## Exercise goal:
Copy out the rows below exactly, from their first line through the line containing "target: pink frosting texture", both included, and nothing else.

#### Data to use

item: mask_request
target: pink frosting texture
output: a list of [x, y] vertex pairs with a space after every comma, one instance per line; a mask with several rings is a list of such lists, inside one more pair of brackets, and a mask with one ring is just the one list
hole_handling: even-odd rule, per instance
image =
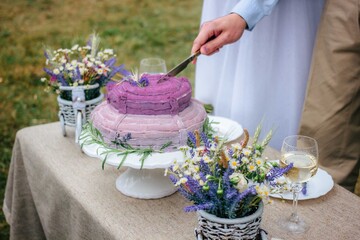
[[172, 145], [166, 151], [186, 145], [188, 132], [201, 131], [206, 117], [203, 105], [194, 99], [176, 115], [122, 114], [107, 102], [98, 105], [91, 113], [94, 127], [110, 147], [116, 147], [112, 141], [117, 134], [125, 136], [130, 133], [131, 139], [127, 143], [131, 146], [159, 150], [171, 141]]
[[107, 101], [91, 113], [93, 126], [106, 144], [116, 148], [116, 137], [131, 134], [127, 143], [134, 148], [165, 151], [186, 145], [188, 132], [202, 131], [207, 114], [203, 105], [191, 98], [191, 85], [184, 77], [157, 83], [160, 75], [147, 75], [149, 85], [133, 86], [122, 82], [108, 88]]
[[107, 102], [119, 113], [139, 115], [178, 114], [191, 100], [191, 85], [185, 77], [171, 77], [157, 83], [161, 75], [144, 75], [146, 87], [122, 82], [108, 89]]

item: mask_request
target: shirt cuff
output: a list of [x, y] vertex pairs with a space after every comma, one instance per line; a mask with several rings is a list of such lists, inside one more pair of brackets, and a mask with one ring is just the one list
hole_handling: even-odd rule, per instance
[[241, 0], [232, 9], [231, 13], [240, 15], [247, 23], [248, 30], [264, 17], [271, 13], [278, 0]]

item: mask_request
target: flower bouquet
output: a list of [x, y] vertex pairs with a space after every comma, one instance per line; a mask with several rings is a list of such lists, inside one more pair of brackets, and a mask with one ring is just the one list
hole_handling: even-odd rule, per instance
[[[275, 180], [292, 167], [281, 168], [278, 163], [262, 156], [272, 131], [258, 142], [260, 132], [259, 125], [253, 143], [248, 145], [249, 134], [244, 130], [244, 140], [230, 146], [225, 144], [225, 139], [209, 139], [205, 134], [189, 133], [191, 147], [182, 148], [186, 154], [184, 163], [174, 163], [167, 170], [178, 191], [193, 203], [184, 208], [185, 212], [198, 211], [199, 230], [205, 238], [237, 236], [253, 239], [259, 233], [262, 205], [271, 202], [270, 186], [276, 184]], [[233, 220], [248, 218], [255, 213], [258, 213], [254, 220], [257, 226], [244, 227], [243, 222], [233, 224]], [[208, 215], [220, 220], [209, 226], [204, 222]], [[226, 226], [219, 230], [223, 223]], [[233, 231], [229, 233], [232, 228]], [[240, 232], [236, 233], [237, 230]]]
[[[65, 100], [71, 99], [71, 91], [63, 87], [85, 86], [85, 99], [90, 100], [100, 95], [100, 88], [115, 75], [127, 71], [123, 65], [115, 66], [116, 54], [113, 49], [99, 50], [100, 38], [92, 34], [85, 46], [74, 45], [71, 49], [45, 49], [48, 78], [41, 78], [47, 84], [46, 90], [52, 89]], [[87, 88], [98, 84], [97, 88]]]
[[116, 54], [112, 49], [99, 50], [100, 38], [92, 34], [85, 46], [74, 45], [71, 49], [45, 49], [48, 78], [41, 78], [47, 87], [59, 94], [59, 120], [62, 133], [65, 126], [75, 127], [75, 141], [91, 111], [101, 103], [104, 95], [101, 87], [116, 75], [128, 74], [123, 65], [115, 66]]

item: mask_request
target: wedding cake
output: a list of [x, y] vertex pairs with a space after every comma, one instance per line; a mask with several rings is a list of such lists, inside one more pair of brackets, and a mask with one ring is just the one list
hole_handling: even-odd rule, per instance
[[202, 131], [207, 114], [191, 98], [185, 77], [143, 74], [141, 80], [121, 81], [107, 87], [107, 101], [91, 113], [93, 126], [110, 147], [174, 151], [186, 145], [188, 132]]

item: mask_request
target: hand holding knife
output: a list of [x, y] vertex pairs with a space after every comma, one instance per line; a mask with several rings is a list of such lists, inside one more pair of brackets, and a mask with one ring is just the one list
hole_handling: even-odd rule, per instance
[[[206, 42], [209, 42], [211, 40], [215, 39], [215, 36], [212, 36], [211, 38], [209, 38]], [[188, 58], [186, 58], [184, 61], [182, 61], [181, 63], [179, 63], [178, 65], [176, 65], [173, 69], [171, 69], [169, 72], [167, 72], [166, 74], [164, 74], [158, 81], [157, 83], [161, 83], [166, 81], [169, 77], [174, 77], [176, 76], [178, 73], [180, 73], [182, 70], [184, 70], [187, 65], [189, 65], [189, 63], [191, 63], [195, 58], [197, 58], [200, 55], [200, 49], [197, 50], [194, 54], [191, 54]]]

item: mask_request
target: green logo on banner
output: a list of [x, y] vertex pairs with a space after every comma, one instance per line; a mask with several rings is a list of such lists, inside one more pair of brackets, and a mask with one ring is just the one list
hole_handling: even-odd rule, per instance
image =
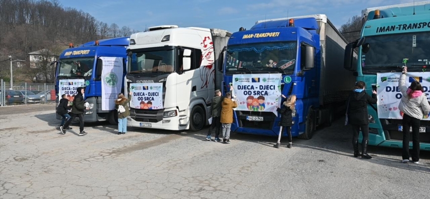
[[285, 82], [285, 84], [288, 84], [291, 82], [291, 77], [290, 76], [285, 76], [285, 77], [284, 78], [284, 82]]
[[115, 87], [118, 83], [118, 76], [114, 73], [109, 73], [105, 76], [103, 82], [109, 87]]

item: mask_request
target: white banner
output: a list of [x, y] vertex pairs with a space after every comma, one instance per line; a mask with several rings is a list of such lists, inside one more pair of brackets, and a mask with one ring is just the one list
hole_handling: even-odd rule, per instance
[[[401, 73], [378, 73], [377, 74], [378, 117], [380, 118], [402, 119], [403, 118], [403, 113], [399, 109], [402, 96], [399, 88], [401, 74]], [[428, 100], [430, 95], [430, 72], [408, 73], [406, 86], [409, 87], [414, 81], [419, 82], [423, 86]], [[430, 118], [429, 115], [425, 115], [423, 119], [429, 120]]]
[[163, 83], [130, 84], [130, 106], [137, 109], [163, 109]]
[[122, 58], [104, 57], [102, 69], [102, 110], [110, 110], [115, 108], [115, 100], [121, 93], [122, 83]]
[[233, 96], [237, 101], [234, 109], [272, 112], [277, 115], [282, 78], [280, 74], [233, 75]]
[[61, 100], [61, 96], [66, 94], [66, 96], [70, 102], [73, 101], [75, 96], [78, 94], [76, 89], [78, 87], [84, 87], [85, 81], [83, 79], [60, 80], [58, 85], [58, 101]]

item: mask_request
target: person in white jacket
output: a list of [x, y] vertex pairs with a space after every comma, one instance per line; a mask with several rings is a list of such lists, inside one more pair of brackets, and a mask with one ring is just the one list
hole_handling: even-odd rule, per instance
[[419, 82], [412, 82], [409, 88], [406, 86], [407, 73], [407, 68], [405, 67], [399, 81], [399, 88], [403, 96], [399, 104], [399, 109], [403, 112], [403, 150], [402, 155], [403, 160], [402, 162], [404, 163], [409, 162], [409, 134], [412, 126], [412, 162], [419, 164], [420, 122], [424, 116], [430, 112], [430, 105]]

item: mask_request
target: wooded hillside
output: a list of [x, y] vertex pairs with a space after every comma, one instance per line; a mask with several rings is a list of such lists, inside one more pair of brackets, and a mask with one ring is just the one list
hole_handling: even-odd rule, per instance
[[14, 81], [33, 81], [32, 76], [47, 69], [30, 68], [30, 52], [47, 49], [59, 55], [69, 43], [77, 46], [137, 32], [128, 26], [120, 28], [115, 23], [109, 25], [98, 21], [82, 10], [64, 7], [57, 0], [0, 0], [0, 79], [9, 80], [9, 55], [12, 60], [26, 60], [19, 68], [14, 62]]

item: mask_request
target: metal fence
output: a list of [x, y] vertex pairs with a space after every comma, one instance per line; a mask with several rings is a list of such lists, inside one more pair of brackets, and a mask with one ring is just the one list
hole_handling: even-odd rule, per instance
[[[55, 101], [51, 100], [51, 91], [55, 90], [55, 84], [13, 83], [11, 88], [8, 82], [3, 80], [0, 82], [0, 105], [2, 106]], [[15, 92], [14, 94], [10, 95], [10, 91]]]

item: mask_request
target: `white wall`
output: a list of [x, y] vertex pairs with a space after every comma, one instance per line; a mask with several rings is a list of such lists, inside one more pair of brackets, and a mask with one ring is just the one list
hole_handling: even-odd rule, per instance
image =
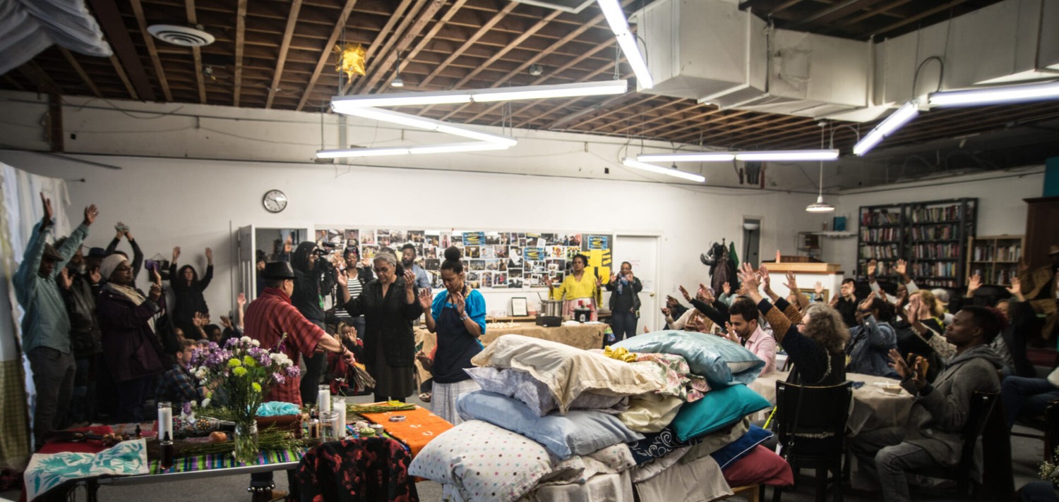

########

## Exercise result:
item: mask_request
target: pink frosting texture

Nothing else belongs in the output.